_The problem:_
According to the case text below, which court decided Publicker v. Shallcross?

_Excerpt to read:_

※

Publicker v. Shallcross
Decision Date | 06 October 1939 |
Docket Number | No. 7028.,7028. |
Citation | 106 F.2d 949 |
Parties | PUBLICKER v. SHALLCROSS et al. |
Court | U.S. Court of Appeals — Third Circuit |
Harry Shapiro, of Philadelphia, Pa., for appellant.
Morris Wolf and Edward A. G. Porter, both of Philadelphia, Pa. (Wolf, Block, Schorr & Solis-Cohen and Saul, Ewing, Remick & Saul, all of Philadelphia, Pa., of counsel), for appellees.
Before BIGGS, MARIS, and CLARK, Circuit Judges.
The first time this case came before us, counsel for appellant-respondent demurred to and so technically admitted the truth of the facts alleged by petitioner-appellees. We understood that he did so purely for the purpose of testing the law. We felt that the cause might be more justly decided if all the facts were known, and remanded it to the District Court with direction to file an answer and proceed to hearing on the merits, Publicker v. Shallcross, 3 Cir., 103 F.2d 596, 597. Appellant's new counsel evidently did not share our feeling. His answer again in substance admits the crucial averments of the petition (by the device of styling them as immaterial and not requiring an answer). See Rules of Civil Procedure for the District Courts of the United States, Rule 8 (d), 28 U.S.C.A. following section 723c. No further facts are added. Thanks to this cooperative gesture on the part of counsel, we are now back where we started — testing a pure question of law.

※

_Given information:_
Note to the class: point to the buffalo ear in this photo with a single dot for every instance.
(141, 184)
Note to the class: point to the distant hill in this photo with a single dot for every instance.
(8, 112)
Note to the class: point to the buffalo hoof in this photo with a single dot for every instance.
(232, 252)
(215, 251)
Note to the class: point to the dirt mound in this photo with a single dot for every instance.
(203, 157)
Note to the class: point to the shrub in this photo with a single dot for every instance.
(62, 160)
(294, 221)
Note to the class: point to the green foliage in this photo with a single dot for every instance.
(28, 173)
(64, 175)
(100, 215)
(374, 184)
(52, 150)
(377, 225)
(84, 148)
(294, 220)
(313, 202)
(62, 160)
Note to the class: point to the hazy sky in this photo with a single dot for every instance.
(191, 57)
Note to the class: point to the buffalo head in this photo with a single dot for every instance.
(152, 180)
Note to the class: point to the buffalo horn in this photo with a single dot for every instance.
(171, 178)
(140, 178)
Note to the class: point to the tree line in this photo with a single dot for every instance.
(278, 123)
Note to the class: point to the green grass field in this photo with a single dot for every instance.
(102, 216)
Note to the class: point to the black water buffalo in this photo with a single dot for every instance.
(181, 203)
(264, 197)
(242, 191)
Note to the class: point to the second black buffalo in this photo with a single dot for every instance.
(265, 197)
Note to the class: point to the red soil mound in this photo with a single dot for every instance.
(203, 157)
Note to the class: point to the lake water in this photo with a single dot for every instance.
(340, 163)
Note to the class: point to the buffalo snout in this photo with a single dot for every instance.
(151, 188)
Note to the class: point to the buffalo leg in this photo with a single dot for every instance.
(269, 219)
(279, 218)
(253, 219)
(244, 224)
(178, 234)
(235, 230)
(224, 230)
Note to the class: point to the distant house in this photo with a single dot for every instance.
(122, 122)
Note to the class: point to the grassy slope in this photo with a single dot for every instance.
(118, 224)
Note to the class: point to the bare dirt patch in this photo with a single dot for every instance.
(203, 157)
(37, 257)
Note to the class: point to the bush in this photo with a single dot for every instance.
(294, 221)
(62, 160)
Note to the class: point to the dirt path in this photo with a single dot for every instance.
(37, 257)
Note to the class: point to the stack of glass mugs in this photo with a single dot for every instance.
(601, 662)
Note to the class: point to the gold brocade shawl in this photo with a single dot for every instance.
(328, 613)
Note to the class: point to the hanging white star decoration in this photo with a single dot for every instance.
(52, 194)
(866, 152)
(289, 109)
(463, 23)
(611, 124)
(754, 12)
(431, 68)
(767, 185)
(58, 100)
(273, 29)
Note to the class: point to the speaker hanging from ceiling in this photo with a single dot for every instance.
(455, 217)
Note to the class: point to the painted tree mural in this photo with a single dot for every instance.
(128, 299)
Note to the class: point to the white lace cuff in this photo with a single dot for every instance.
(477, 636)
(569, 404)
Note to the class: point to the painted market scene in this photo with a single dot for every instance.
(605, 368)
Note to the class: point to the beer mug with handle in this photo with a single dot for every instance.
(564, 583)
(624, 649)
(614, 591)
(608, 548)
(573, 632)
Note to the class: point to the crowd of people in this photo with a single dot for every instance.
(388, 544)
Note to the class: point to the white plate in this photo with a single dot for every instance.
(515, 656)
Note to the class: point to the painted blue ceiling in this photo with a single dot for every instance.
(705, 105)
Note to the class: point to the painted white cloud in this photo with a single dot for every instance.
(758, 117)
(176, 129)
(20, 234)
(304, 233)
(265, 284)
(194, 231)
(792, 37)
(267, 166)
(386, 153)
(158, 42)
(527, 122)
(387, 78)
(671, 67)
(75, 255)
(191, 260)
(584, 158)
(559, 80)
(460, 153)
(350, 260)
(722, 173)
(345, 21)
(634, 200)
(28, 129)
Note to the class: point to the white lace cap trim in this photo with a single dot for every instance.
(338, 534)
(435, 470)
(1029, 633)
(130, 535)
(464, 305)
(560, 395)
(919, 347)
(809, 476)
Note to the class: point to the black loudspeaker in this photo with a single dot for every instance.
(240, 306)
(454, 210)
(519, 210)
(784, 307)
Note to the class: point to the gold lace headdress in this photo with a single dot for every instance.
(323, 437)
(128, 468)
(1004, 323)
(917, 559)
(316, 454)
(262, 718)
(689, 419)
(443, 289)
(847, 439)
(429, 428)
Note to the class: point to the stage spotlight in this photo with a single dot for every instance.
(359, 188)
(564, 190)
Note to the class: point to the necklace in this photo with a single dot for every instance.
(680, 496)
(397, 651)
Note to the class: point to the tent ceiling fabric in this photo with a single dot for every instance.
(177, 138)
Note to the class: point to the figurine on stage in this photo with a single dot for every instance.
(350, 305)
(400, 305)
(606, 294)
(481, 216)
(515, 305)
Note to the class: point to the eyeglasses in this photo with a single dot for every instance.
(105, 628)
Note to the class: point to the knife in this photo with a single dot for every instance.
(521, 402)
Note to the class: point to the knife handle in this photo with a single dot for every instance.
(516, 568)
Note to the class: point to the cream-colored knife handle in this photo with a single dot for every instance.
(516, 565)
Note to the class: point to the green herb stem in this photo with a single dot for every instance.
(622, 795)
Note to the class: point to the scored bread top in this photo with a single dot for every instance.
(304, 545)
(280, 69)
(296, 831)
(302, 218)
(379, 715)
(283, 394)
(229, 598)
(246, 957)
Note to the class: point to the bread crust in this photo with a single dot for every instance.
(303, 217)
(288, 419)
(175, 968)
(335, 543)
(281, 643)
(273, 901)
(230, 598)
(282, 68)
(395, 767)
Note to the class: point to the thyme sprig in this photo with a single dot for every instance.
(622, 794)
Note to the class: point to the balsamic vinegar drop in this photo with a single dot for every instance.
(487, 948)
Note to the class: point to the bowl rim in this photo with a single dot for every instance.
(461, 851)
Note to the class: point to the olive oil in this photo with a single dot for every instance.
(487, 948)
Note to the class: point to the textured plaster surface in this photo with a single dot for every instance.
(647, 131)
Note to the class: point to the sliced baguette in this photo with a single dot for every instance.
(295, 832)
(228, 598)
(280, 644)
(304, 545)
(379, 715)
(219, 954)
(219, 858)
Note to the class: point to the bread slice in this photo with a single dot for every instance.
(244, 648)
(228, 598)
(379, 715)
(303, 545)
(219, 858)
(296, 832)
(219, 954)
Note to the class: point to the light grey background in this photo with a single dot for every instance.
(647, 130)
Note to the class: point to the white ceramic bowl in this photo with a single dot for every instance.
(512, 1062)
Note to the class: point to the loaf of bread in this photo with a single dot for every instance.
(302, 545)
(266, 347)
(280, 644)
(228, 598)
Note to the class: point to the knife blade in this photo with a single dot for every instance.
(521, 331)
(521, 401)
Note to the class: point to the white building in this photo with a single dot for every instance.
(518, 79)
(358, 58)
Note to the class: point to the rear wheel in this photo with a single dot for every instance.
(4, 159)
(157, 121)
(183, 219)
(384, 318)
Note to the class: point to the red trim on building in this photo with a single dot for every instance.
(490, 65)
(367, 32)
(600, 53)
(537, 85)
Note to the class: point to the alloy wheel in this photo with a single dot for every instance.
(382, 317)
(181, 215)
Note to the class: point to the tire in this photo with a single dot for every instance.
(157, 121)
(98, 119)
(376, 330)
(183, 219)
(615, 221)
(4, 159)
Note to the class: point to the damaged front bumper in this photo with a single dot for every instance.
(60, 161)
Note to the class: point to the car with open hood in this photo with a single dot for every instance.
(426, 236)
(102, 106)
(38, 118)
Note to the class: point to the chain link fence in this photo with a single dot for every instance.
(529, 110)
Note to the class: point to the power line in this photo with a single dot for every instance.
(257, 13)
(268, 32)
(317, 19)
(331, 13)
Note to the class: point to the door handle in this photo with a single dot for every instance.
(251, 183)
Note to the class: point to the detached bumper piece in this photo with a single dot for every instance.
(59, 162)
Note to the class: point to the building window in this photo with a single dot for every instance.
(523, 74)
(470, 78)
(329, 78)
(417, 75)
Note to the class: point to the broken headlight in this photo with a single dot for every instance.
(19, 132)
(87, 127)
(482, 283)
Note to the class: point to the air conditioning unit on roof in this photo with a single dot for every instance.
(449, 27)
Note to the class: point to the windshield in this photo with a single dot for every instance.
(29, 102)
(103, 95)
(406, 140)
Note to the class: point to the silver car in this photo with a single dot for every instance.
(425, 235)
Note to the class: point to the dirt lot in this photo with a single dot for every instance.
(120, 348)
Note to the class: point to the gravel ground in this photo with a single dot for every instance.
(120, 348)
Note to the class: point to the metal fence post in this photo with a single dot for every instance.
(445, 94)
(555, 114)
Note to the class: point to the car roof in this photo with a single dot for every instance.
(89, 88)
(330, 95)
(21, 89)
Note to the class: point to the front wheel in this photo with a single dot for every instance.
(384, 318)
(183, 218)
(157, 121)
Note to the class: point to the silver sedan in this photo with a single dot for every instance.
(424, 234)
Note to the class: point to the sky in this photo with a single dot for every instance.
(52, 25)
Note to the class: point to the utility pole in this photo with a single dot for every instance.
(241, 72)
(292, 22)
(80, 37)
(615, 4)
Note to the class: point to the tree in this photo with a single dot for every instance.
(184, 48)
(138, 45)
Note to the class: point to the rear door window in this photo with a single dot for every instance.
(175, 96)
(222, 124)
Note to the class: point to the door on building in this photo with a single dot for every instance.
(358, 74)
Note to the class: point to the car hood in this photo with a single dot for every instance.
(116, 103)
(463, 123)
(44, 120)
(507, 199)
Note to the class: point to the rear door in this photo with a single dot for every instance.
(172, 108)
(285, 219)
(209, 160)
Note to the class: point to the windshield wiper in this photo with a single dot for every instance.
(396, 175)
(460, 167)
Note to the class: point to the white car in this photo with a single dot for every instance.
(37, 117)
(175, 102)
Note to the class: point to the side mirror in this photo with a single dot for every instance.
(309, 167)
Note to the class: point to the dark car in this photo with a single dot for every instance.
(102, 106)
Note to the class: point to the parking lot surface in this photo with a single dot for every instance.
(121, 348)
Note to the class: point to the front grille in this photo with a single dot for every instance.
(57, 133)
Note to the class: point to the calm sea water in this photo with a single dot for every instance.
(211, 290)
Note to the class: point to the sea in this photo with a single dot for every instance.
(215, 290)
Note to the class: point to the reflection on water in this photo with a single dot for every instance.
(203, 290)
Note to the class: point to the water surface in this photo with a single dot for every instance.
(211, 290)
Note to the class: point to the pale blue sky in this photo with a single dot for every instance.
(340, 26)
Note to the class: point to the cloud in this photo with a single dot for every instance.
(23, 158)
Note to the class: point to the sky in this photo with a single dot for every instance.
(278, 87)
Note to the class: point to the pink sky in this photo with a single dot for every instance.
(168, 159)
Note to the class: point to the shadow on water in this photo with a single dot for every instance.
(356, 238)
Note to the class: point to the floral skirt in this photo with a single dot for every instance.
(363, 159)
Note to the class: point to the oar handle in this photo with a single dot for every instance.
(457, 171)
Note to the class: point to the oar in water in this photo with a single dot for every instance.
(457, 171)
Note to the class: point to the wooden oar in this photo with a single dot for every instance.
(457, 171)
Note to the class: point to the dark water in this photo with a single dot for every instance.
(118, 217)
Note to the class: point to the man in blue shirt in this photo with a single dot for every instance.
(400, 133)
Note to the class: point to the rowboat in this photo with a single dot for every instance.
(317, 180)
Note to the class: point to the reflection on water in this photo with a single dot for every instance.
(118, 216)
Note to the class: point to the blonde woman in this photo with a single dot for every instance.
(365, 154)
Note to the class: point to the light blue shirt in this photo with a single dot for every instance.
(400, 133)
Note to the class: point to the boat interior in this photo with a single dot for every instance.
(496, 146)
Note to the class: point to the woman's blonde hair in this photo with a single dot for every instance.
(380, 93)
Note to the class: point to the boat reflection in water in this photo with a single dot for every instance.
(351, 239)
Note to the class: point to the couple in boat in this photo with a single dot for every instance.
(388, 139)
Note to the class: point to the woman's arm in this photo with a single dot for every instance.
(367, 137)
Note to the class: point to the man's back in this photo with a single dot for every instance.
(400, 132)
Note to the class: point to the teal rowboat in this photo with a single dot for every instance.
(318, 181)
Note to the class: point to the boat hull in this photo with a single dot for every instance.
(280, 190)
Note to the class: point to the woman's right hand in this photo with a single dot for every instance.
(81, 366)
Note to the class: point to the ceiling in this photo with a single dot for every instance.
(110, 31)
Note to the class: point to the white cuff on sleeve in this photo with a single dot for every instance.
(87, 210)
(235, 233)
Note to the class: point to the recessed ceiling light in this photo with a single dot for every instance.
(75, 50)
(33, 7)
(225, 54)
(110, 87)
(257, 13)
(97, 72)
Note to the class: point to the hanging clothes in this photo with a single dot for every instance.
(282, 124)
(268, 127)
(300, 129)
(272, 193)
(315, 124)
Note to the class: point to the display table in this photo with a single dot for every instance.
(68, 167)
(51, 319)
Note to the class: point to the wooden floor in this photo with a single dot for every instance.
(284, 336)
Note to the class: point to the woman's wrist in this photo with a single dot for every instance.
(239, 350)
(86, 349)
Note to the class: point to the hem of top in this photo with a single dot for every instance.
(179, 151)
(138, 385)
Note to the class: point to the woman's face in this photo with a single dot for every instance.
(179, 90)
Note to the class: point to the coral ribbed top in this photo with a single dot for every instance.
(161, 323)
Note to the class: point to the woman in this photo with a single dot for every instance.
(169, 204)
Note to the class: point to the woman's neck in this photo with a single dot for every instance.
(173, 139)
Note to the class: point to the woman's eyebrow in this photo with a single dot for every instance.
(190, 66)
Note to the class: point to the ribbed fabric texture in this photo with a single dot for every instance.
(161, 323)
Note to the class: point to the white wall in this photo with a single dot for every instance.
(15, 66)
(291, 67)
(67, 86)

※

_Solution:_
The U.S. Court of Appeals — Third Circuit.